From the article on BriSCA F1 stock car racing below, list every attraction that the Belle Vue entertainment complex offered besides the shale oval.

** Start of PROVIDED PASSAGE **

NEIL RANDON discusses how BriSCA F1 can learn lessons from the past to encourage more fans to stock car meetings
The show. What does this actually mean?
Taken from the Oxford Dictionary, a show means “a spectacle or display, typically an impressive one”.
It is a small word that has a big impact when done well.
BriSCA F1 stock car racing, on its own, was sufficient to draw the crowds back in the sport’s heyday during the 1960s and 1970s – when spectators turned up in their droves.
Added to which, at Hyde Road’s Belle Vue stadium, the shale oval – the sporting arena that housed both speedway and stock car racing – was just part of an entertainment complex, with a funfair, a zoo and evening dance nights. It was entertainment that the local hard-working community looked forward to most weekends.
Nowadays, apart from Bradford and Sheffield, the majority of stock car tracks are miles away from local communities and so to encourage more families to stock car meetings is the biggest test for a promoter in the 21st century. Somehow a promoter needs to find the ingredients that will encourage them through the turnstiles.
As mentioned in Part One, publicity is at the forefront of any sport’s success if crowds are integral to an organiser/promoter’s hopes to make money. It is the No.1 priority to gather awareness. If no one knows the sport even exists and the local community aren’t aware the sport is actually on their doorstep, they won’t turn up outside the stadium.
But even when there is publicity, a good story has to be attached to it to become a big draw – the hook. That is the tricky piece of the jigsaw, but if you understand the type of stories appeal to the general public, it is possible to grab their attention long enough for them to pay hard-earned money at a stock car track.

** End of PROVIDED PASSAGE **
** Start of MATERIAL SUPPLIED **

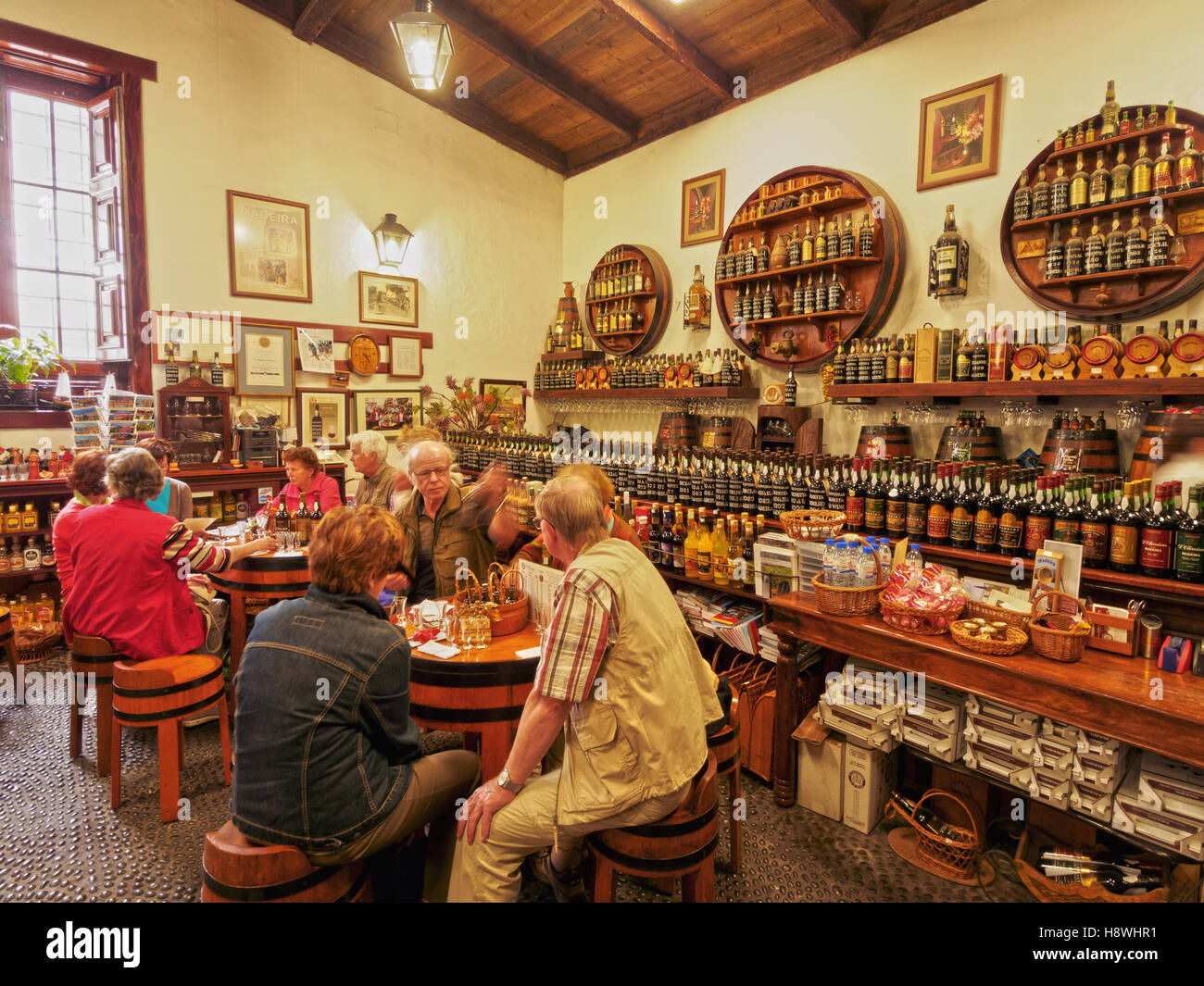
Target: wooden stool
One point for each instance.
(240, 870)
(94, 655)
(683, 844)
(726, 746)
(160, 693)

** End of MATERIAL SUPPLIED **
** Start of MATERIAL SUPPLIED **

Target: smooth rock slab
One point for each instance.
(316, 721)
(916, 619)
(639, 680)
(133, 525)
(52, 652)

** End of MATERIAL SUPPLIED **
** Start of MATERIAL SUPPLIED **

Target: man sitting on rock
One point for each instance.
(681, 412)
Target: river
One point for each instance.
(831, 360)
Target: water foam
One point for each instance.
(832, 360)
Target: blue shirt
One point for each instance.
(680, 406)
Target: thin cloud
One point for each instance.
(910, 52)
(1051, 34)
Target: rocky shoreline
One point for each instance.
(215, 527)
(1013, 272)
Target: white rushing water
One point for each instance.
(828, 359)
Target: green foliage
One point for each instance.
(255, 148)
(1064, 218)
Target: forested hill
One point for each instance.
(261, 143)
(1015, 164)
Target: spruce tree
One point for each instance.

** End of MATERIAL SUPPLIED **

- [RESULT OF THIS TASK]
- A funfair
- A zoo
- Evening dance nights